> What you need to do:
From the piece on the Conservatives and Europe, reproduce word for word everything from "The prime minister’s" down to "a Conservative government.".

> Page excerpt:
The prime minister’s speech in Florence may well help, in the short term, to clear some of the obstacles that currently stand in the way of the UK’s departure from the EU in 2019. But here is a heretical thought: in the longer term, however unlikely it now seems, do not be too sure that a Conservative government, under a different leader and in changed circumstances, will not one day be looking for a way back in.

Next month sees the 45th anniversary of the European Communities Act — the legislation that took the UK into what was then the European Economic Community. It was passed, of course, by a Conservative government.

We need to be careful, however, not to draw too simplistic and stark a contrast between the Tories’ Europhilia of yesteryear and their Euroscepticism today. Conservative prime minister Ted Heath, after all, only managed to secure parliamentary agreement to accession with the help of Labour’s social democrats and in the teeth of furious opposition from some of his own MPs.

Go a little further back to earlier, unsuccessful attempts to gain entry to the EEC in 1961 and 1967, and it becomes obvious that the Tories have long been arguing over the UK’s relationship with “Europe”, in all its guises.

True, Margaret Thatcher handbagging her way to a budget rebate in 1984 and making her Bruges speech in 1988 brought these passions to a pitch. The ferment continued with her subsequent defenestration in 1990 and the country’s humiliating exit from the Exchange Rate Mechanism on Black Wednesday two years later. Passing the Maastricht treaty in 1992 saw the Tory benches in the Commons riven, with nine MPs deprived of the party whip. The Lisbon treaty (2007), Tony Blair’s decision to allow unfettered access to the UK’s labour market to eastern European migrants after enlargement in 2004, and the eurozone crisis, all reopened the wounds.

> Data supplied:
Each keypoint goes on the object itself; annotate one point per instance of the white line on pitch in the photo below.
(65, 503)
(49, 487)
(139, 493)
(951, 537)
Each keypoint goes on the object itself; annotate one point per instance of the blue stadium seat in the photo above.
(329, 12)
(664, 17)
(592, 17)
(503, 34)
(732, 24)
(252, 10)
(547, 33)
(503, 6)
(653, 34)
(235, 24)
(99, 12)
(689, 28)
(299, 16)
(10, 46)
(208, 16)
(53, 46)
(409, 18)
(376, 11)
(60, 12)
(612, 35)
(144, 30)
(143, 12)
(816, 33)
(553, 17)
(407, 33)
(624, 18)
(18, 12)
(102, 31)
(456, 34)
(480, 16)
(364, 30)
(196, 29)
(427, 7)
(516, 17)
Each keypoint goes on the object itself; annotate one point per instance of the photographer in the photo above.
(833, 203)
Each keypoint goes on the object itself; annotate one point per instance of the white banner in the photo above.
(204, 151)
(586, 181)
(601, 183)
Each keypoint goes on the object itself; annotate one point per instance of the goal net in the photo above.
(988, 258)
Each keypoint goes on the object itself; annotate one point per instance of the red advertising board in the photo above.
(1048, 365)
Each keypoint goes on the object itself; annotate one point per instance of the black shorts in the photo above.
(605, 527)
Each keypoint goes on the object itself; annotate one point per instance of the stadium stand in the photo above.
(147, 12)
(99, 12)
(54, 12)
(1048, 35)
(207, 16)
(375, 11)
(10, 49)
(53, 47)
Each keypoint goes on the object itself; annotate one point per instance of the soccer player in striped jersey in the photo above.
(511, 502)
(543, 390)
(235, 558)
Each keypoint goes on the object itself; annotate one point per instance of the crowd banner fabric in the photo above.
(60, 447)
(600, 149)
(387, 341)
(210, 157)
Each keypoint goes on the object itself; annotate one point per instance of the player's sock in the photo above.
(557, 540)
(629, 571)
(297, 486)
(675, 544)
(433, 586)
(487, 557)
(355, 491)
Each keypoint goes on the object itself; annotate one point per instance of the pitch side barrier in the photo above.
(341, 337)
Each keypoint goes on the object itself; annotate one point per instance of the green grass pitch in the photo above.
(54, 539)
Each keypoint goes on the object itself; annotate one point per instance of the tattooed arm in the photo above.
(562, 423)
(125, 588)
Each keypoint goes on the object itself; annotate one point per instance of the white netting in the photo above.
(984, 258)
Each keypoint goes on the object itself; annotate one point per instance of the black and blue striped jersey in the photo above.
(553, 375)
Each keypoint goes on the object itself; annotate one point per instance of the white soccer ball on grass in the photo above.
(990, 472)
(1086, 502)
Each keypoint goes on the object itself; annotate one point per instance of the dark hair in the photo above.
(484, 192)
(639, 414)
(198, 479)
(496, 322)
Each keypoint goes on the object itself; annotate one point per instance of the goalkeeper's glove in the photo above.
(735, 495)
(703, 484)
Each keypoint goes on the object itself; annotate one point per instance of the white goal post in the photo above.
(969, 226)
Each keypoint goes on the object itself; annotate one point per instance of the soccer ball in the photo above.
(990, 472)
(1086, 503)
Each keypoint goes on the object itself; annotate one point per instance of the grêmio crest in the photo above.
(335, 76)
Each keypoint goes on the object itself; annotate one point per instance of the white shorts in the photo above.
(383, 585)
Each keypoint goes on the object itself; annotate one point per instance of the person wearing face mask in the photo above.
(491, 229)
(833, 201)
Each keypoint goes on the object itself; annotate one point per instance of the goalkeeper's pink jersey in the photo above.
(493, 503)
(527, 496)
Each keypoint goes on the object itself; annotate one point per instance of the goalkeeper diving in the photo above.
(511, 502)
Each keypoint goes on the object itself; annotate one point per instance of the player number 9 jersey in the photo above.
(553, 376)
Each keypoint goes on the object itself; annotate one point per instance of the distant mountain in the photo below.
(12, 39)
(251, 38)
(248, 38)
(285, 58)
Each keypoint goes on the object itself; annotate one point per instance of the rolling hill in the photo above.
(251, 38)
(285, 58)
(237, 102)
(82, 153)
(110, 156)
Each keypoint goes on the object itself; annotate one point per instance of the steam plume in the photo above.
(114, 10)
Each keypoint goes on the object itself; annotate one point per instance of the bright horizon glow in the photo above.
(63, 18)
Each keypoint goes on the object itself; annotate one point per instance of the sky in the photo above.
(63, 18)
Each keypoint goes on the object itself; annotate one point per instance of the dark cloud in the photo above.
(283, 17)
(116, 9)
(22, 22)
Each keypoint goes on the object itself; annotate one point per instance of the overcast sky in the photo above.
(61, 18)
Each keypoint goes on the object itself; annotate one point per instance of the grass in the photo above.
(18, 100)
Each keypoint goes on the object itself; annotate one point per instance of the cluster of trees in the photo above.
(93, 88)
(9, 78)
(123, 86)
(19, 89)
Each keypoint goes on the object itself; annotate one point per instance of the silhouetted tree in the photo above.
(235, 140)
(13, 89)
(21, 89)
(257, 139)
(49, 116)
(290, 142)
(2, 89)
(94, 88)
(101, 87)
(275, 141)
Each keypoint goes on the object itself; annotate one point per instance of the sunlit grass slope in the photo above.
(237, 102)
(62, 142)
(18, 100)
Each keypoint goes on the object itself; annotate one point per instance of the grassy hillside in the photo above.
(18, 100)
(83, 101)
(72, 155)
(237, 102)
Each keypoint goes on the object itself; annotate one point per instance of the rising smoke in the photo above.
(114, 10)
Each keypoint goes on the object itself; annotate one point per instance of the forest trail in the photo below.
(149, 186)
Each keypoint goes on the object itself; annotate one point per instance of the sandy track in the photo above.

> Response to this exercise:
The prime minister’s speech in Florence may well help, in the short term, to clear some of the obstacles that currently stand in the way of the UK’s departure from the EU in 2019. But here is a heretical thought: in the longer term, however unlikely it now seems, do not be too sure that a Conservative government, under a different leader and in changed circumstances, will not one day be looking for a way back in.

Next month sees the 45th anniversary of the European Communities Act — the legislation that took the UK into what was then the European Economic Community. It was passed, of course, by a Conservative government.